| SELECTED TEXT |
Sun Sentinel Broward Edition

A couple of heroes emerge in time

Reinhart, Verhaeghe net biggest Panthers goals in 26 years

- Dave Hyde On the Panthers

If the Panthers go on to skate deep into this NHL spring, circle Monday night and put a star by the names of Sam Reinhart and Carter Verhaeghe for their season-saving goals. Give general manager Bill Zito an assist on the official score sheet too.

Most of all, take a deep breath and count your blessings as this tied series moves back to Sunrise for Wednesday’s Game 5 that this franchise’s 25-year skate through the desert didn’t add effectivel­y a 26th year Monday.

The Panthers threw around words like “resilience,” and “grit,” to explain their late comeback and 3-2 overtime win over the Washington Capitals. And that’s fine. To the victor goes the vocabulary. Here’s another word: Whew. It’s hard to overstate the magnitude of that win or the relief mixing with the joy afterward.

Full transparen­cy: About the time interim coach Andrew Brunette considered pulling goalie Sergei Bobrovsky with four minutes left and the Panthers trailing, 2-1, I considered the list of worst choke jobs in South Florida sports history. It was an undertaker’s task in a night calling for that.

| DATASET EXTRACT |
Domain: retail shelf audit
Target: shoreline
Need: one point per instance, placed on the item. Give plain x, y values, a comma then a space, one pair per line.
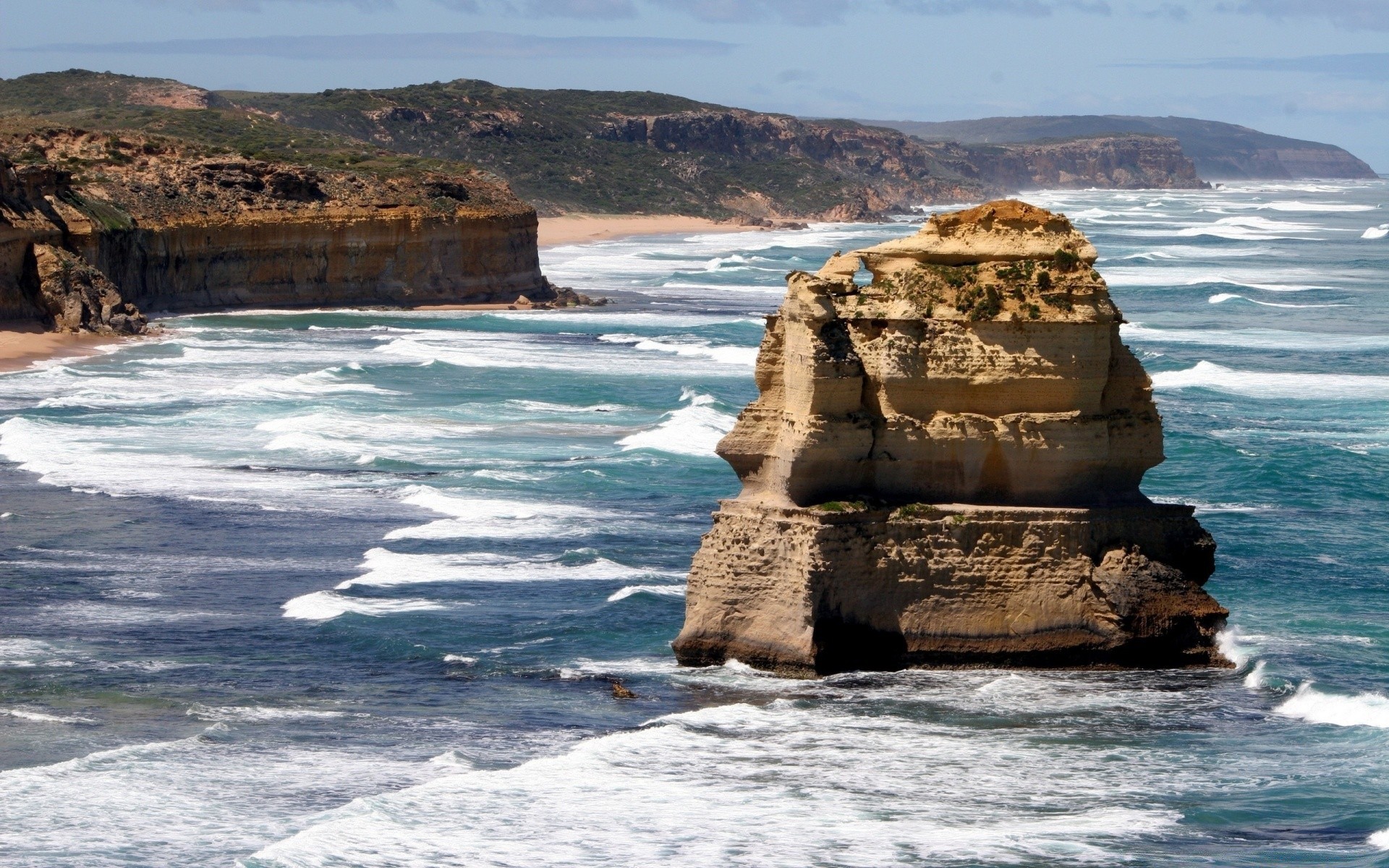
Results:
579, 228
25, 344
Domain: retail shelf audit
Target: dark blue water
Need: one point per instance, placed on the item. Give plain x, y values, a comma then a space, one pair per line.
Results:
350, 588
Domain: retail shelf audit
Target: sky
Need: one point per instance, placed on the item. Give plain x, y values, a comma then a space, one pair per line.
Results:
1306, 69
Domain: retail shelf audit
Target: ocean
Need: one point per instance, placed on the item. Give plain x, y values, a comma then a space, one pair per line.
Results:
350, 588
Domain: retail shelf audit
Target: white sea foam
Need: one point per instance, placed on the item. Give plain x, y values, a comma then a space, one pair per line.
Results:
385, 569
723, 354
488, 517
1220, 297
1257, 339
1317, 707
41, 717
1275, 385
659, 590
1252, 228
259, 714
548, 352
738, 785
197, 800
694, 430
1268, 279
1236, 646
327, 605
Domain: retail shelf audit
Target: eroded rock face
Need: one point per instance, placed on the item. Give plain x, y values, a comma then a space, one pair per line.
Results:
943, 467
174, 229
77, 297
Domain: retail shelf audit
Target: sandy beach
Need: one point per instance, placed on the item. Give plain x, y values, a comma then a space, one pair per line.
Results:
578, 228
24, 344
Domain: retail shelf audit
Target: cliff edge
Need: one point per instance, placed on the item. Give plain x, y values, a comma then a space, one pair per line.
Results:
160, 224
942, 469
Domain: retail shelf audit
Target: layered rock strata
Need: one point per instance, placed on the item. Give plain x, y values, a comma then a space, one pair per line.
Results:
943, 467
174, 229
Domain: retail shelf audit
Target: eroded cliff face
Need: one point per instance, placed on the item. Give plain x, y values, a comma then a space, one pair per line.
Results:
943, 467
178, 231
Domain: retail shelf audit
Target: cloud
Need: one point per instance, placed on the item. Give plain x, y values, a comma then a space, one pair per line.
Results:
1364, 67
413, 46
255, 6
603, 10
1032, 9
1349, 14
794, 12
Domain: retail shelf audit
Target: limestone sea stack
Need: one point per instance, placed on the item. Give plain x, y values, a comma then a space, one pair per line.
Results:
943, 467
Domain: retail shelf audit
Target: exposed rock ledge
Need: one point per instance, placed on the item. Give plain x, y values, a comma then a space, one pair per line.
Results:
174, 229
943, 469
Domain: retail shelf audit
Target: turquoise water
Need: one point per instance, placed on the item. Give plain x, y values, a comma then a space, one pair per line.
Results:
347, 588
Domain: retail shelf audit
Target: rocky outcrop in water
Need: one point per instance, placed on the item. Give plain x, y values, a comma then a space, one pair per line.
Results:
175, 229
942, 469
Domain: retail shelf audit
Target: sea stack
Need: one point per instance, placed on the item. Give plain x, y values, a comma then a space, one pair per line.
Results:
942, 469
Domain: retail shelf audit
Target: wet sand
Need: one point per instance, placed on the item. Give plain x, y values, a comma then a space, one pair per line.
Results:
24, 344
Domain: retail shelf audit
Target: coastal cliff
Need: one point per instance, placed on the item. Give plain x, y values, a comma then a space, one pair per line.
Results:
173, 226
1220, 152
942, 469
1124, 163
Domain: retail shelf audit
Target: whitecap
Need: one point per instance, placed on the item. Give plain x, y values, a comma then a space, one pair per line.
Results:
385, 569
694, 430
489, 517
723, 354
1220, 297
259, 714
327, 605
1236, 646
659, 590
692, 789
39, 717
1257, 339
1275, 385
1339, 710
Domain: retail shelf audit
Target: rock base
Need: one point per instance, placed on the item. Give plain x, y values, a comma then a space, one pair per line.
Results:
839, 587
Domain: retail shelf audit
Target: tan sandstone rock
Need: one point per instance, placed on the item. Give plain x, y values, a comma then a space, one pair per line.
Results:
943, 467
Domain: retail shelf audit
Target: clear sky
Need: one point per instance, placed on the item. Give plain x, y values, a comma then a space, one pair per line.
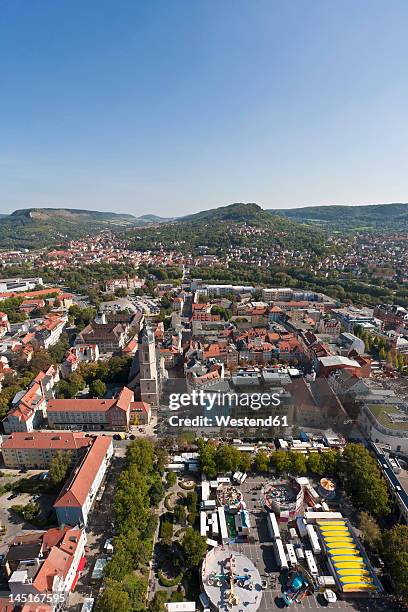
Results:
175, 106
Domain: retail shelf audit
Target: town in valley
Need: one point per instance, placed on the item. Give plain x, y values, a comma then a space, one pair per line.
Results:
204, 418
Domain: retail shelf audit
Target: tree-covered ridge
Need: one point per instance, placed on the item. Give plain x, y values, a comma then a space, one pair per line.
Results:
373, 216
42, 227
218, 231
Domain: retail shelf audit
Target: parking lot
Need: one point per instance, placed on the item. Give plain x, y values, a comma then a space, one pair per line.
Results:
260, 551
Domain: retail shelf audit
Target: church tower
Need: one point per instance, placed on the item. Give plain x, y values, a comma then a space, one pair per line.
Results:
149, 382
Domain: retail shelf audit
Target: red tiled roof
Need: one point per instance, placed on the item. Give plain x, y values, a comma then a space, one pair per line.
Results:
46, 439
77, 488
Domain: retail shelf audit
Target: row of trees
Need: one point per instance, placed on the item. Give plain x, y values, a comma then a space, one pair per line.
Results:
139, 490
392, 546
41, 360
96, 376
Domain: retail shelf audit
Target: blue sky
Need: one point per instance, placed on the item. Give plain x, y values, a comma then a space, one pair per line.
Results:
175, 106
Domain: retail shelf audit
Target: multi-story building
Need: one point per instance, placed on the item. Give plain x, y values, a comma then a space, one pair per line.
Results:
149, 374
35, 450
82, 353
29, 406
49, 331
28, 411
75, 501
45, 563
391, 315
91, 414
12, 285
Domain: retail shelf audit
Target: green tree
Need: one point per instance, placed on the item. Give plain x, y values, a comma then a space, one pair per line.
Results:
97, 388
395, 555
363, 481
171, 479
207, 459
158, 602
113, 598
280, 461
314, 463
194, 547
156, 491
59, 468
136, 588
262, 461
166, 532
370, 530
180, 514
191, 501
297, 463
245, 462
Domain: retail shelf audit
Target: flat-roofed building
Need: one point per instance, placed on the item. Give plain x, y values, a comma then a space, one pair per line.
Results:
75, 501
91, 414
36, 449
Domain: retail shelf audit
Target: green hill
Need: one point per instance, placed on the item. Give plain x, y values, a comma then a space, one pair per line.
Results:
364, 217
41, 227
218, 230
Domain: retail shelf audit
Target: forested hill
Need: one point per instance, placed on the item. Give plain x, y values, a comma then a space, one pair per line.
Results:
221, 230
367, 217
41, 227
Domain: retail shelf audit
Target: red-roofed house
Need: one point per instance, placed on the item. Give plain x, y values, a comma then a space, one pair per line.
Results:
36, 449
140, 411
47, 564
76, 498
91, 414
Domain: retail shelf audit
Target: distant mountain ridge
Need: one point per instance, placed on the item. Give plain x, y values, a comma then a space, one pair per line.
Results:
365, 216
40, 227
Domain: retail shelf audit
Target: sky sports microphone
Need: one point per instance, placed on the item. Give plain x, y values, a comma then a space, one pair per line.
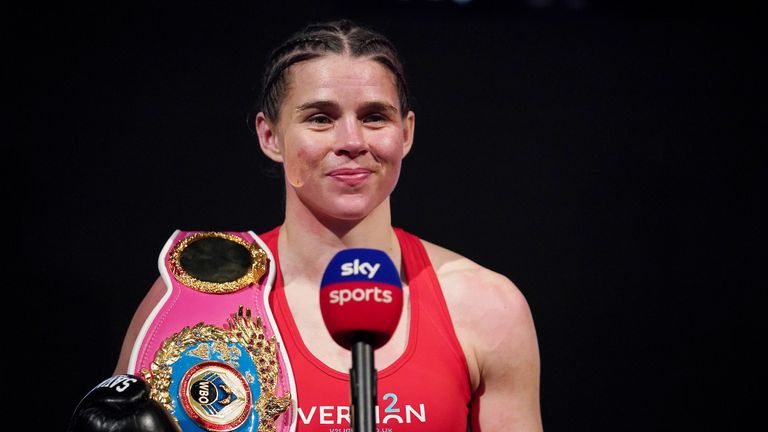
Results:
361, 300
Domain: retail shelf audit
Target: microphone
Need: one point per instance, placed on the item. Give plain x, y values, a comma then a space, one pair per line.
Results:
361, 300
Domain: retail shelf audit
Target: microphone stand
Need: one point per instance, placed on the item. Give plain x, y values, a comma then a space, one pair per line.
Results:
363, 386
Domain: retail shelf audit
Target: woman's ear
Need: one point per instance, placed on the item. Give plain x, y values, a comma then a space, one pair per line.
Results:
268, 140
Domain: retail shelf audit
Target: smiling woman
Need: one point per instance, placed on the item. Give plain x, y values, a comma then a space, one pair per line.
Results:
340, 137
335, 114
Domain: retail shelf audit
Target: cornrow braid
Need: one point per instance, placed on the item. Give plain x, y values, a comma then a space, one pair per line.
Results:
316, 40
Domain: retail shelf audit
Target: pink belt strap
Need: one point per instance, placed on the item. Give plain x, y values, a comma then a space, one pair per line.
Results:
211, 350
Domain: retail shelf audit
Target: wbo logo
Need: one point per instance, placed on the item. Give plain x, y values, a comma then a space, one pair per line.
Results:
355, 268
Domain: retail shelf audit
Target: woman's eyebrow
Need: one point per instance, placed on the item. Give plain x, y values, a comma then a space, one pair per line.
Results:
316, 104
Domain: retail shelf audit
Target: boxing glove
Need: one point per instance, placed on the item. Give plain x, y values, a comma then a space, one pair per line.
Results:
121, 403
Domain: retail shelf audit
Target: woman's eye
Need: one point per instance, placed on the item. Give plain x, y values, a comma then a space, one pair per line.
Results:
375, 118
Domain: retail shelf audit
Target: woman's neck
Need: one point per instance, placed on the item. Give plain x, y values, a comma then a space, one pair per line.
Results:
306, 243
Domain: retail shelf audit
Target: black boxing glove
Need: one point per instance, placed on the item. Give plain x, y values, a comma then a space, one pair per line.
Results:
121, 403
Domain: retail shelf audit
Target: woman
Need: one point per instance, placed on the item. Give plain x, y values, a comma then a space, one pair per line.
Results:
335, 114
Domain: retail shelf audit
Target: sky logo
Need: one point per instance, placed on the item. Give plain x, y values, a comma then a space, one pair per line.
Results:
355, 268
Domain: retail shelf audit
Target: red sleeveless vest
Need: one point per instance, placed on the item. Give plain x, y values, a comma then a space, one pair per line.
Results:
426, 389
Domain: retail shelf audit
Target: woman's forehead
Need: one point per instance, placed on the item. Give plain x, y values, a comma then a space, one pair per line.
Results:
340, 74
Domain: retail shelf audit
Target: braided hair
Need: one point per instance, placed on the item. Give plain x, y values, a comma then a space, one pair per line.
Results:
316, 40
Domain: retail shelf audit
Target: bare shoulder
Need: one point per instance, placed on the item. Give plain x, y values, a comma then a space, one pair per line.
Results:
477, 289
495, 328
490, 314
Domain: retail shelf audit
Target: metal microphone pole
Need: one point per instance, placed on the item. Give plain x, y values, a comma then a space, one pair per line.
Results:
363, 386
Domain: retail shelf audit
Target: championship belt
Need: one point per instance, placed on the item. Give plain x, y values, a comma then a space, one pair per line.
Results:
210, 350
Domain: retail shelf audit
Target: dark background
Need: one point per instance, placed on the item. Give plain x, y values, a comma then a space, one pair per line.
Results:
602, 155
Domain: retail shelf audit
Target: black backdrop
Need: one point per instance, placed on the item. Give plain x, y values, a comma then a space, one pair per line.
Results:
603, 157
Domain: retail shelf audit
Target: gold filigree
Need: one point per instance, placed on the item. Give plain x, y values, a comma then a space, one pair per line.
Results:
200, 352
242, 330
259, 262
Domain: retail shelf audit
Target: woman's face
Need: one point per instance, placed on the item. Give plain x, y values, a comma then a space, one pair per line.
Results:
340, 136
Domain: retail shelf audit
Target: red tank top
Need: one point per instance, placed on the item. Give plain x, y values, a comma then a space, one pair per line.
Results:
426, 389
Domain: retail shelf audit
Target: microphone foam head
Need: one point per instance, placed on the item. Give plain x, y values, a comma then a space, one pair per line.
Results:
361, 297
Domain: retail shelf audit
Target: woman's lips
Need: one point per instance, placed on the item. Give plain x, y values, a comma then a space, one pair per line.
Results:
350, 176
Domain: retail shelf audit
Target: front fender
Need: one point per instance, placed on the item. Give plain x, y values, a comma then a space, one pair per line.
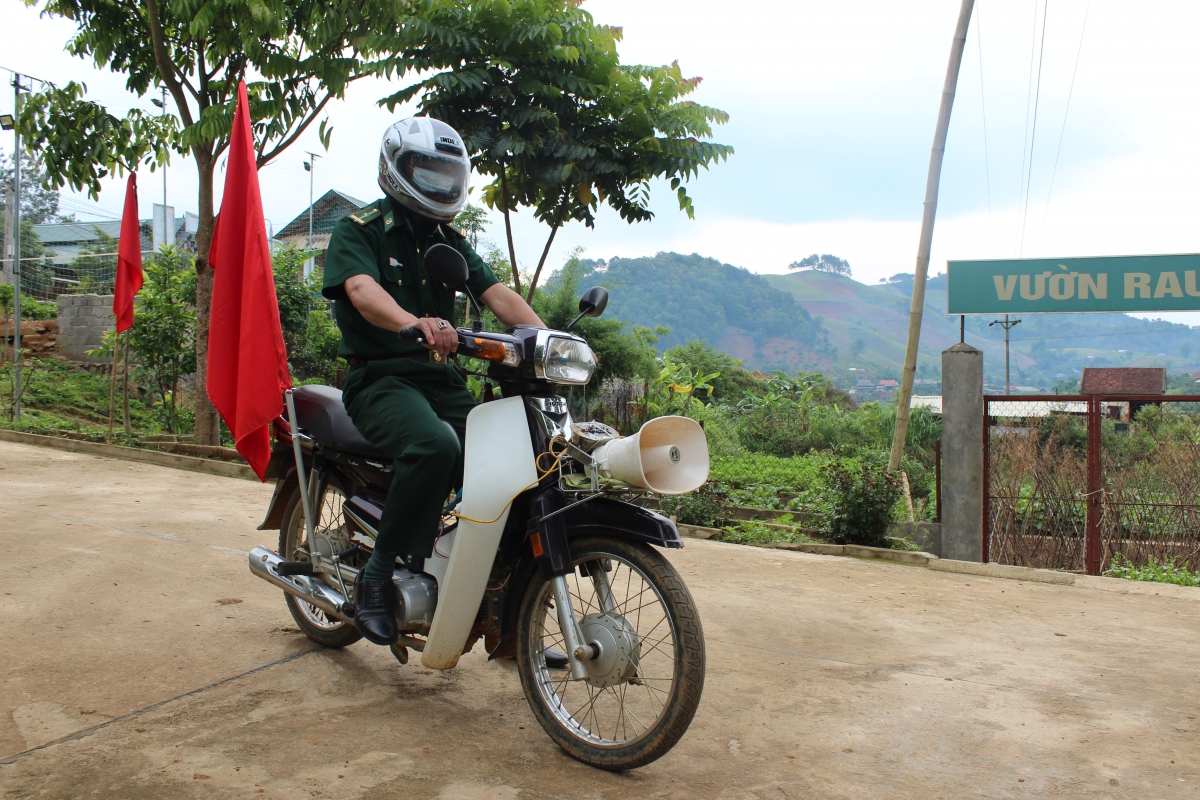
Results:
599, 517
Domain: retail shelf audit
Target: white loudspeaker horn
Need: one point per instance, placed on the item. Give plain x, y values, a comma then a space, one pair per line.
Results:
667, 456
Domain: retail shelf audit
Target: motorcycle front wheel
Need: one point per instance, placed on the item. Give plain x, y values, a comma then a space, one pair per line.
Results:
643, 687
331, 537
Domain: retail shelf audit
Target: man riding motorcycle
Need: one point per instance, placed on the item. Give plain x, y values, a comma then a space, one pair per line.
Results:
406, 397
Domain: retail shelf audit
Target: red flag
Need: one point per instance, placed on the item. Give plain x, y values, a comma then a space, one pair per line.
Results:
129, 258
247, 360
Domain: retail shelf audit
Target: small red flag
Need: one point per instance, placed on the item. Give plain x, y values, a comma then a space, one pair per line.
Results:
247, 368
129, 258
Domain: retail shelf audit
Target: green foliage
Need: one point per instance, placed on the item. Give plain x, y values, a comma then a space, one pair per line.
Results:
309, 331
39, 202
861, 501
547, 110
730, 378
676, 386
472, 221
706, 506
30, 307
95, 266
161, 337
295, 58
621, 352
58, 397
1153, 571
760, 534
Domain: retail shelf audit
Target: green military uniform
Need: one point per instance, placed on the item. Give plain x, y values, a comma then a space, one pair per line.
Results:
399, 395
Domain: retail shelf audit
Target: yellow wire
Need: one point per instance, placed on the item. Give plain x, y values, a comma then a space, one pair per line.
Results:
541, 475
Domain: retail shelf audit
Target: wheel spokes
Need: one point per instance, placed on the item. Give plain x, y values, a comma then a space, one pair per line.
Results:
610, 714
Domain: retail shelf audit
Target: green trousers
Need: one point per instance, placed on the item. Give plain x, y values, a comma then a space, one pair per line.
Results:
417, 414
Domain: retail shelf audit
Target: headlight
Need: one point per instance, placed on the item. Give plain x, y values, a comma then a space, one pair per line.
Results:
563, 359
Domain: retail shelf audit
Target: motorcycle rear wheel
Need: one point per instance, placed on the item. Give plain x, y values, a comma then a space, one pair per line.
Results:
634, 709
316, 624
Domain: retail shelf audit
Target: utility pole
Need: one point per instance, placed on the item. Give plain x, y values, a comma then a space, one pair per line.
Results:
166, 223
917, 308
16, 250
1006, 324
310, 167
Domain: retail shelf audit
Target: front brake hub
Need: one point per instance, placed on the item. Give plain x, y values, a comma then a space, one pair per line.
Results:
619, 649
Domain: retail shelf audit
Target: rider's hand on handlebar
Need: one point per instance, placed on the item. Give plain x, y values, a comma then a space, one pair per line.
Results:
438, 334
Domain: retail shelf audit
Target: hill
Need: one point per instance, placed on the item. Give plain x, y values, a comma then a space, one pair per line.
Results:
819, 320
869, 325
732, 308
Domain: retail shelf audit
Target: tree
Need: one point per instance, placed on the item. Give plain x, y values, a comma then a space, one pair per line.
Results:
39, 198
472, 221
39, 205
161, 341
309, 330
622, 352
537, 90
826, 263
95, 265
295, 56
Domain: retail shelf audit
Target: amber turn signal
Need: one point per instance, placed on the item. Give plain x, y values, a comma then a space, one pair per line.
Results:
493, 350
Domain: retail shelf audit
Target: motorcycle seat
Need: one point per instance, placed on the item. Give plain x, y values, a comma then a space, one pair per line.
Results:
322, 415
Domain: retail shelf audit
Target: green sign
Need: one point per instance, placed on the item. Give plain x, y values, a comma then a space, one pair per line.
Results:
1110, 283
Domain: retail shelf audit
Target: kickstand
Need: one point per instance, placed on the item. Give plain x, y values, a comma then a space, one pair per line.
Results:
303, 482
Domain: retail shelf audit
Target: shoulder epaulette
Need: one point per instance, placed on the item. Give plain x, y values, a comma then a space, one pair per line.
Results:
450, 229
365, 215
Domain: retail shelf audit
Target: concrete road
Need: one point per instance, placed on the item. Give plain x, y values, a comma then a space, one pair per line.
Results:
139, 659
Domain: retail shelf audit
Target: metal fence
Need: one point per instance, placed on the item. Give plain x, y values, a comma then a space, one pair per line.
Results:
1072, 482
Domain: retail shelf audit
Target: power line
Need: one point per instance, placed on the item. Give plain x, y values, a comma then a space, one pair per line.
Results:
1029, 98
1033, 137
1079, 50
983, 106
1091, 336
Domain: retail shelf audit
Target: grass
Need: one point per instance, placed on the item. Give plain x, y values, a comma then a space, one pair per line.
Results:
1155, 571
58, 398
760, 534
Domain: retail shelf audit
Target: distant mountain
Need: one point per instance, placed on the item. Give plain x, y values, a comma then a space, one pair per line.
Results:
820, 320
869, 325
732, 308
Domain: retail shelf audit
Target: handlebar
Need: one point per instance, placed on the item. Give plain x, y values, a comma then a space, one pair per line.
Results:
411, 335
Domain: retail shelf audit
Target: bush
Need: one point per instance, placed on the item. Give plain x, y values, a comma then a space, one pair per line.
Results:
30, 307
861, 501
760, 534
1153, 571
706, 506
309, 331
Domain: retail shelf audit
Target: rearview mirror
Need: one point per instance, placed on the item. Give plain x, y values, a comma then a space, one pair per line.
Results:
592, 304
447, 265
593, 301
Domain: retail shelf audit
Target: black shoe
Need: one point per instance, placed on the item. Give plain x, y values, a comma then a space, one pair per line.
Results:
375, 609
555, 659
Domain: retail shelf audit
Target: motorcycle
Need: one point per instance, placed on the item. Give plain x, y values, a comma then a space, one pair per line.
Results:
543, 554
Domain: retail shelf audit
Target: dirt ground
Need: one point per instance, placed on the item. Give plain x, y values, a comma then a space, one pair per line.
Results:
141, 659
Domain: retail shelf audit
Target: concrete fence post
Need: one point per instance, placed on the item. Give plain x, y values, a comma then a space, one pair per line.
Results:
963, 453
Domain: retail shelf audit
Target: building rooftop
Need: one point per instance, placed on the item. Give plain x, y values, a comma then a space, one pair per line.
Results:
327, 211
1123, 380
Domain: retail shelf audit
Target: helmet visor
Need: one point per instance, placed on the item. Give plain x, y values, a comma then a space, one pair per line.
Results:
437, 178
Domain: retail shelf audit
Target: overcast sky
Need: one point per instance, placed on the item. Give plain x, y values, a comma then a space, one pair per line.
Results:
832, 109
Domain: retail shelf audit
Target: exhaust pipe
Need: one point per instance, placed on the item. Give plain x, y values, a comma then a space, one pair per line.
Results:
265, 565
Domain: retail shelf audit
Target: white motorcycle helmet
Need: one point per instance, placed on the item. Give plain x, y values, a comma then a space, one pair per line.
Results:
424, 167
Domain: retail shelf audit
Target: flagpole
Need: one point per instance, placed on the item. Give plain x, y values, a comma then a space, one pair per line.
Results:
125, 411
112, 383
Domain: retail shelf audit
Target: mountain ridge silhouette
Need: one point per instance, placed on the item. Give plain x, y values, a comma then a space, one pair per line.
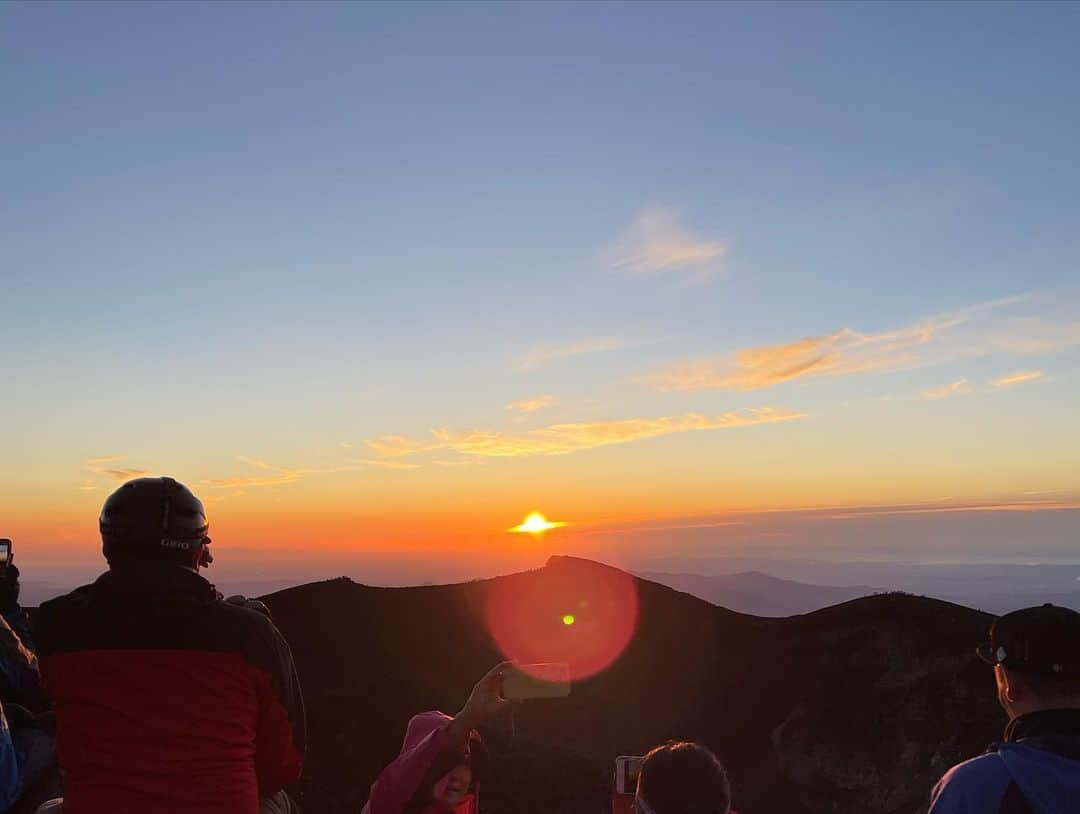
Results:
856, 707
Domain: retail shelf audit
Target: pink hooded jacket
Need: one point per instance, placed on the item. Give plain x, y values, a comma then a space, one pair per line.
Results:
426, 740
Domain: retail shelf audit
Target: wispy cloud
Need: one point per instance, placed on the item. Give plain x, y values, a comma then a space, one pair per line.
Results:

| DIRECTIVES |
1. Using the column on the Panthers' comeback, say whether each statement agrees with it. Answer yes or no, and quote the words from the column that decide it. (a) The Panthers beat the Washington Capitals 3-2 in overtime on Monday. (b) Game 5 of the series will be played in Washington. (c) Andrew Brunette is identified as the Panthers' general manager.
2. Write the next few paragraphs of the column on the Panthers' overtime win over the Capitals, starting right after its last sentence.
The items that come after the column are separate material.

| RESPONSES TO THE EXERCISE |
1.
(a) Yes: "their late comeback and 3-2 overtime win over the Washington Capitals"
(b) No: "this tied series moves back to Sunrise for Wednesday’s Game 5"
(c) No: "interim coach Andrew Brunette"

2.
There was LeBron James disappeari­ng in the 2011 NBA Finals in a manner that he didn’t come out of his house for two weeks afterward and, even then, was so distraught he looked like a “homeless man,’’ Heat president Pat Riley said.

There was the 1992 Dolphins who led San Diego 21-6 at halftime of their second-round playoff game and lost, 22-21, in Don Shula’s last shot. There was the University of Miami’s 1987 national championsh­ip game where they produced triple the yardage against Penn State but were undone by seven turnovers.

That’s the malodorous territory the Panthers flirted with late in a solid Game 4 after calling themselves “nervous” the first three games. A loss would have the league’s best regular-season team facing an embarrassi­ng exit and extend the franchise’s drought of 26 years without a playoff series win.

Brunette didn’t pull Bobrovsky just then.

“Thank God, I didn’t,’’ he said.

Bobrovsky made one final and crucial save on Washington’s Marcus Johansson. That’s something to remember, something that says how random sports can be even at the highest levels.

“I don’t know anything,’’ Brunette said afterward, smiling. “You take a chance and it worked out.”

Bobrovsky was pulled with just over three minutes to go. A lengthof-the-ice by Washington’s Garnet Hathaway slid into the left post rather than the net.

“A game of inches,’’ Verhaeghe said.

Suddenly, something didn’t just happen from there. Everything did for the Panthers.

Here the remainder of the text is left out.